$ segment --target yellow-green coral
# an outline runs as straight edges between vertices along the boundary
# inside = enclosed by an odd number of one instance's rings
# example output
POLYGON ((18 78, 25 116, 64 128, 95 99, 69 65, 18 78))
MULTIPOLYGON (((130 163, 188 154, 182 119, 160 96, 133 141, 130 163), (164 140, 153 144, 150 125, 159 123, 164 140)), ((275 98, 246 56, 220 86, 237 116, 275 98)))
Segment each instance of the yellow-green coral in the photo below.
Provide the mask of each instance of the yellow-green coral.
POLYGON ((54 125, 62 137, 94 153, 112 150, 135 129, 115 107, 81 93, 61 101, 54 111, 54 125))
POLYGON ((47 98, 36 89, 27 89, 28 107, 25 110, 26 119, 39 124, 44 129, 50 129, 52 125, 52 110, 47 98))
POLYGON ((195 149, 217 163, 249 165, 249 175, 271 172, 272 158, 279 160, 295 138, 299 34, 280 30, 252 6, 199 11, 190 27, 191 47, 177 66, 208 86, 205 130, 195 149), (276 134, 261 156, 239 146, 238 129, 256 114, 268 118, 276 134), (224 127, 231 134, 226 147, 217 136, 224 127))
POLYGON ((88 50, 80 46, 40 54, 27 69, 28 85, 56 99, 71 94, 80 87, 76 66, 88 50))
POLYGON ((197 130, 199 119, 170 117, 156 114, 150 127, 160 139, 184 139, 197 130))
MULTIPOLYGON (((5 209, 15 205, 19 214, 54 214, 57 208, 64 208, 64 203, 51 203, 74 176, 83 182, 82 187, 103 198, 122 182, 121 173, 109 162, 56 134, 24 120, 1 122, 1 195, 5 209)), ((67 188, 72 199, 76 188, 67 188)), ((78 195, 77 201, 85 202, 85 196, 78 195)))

TASK DESCRIPTION. Reproduce verbatim only the segment of the listing bounded by the line containing "# example output" and the line containing "Segment each instance", with both boundary lines included.

SOLUTION TO THIS EXERCISE.
# example output
POLYGON ((18 78, 25 116, 64 128, 95 99, 69 65, 18 78))
MULTIPOLYGON (((130 163, 188 154, 182 119, 160 96, 133 141, 130 163), (164 140, 153 144, 150 125, 159 123, 164 140)), ((275 98, 246 56, 220 86, 237 116, 275 98)))
Segment each instance of the yellow-green coral in the photo below.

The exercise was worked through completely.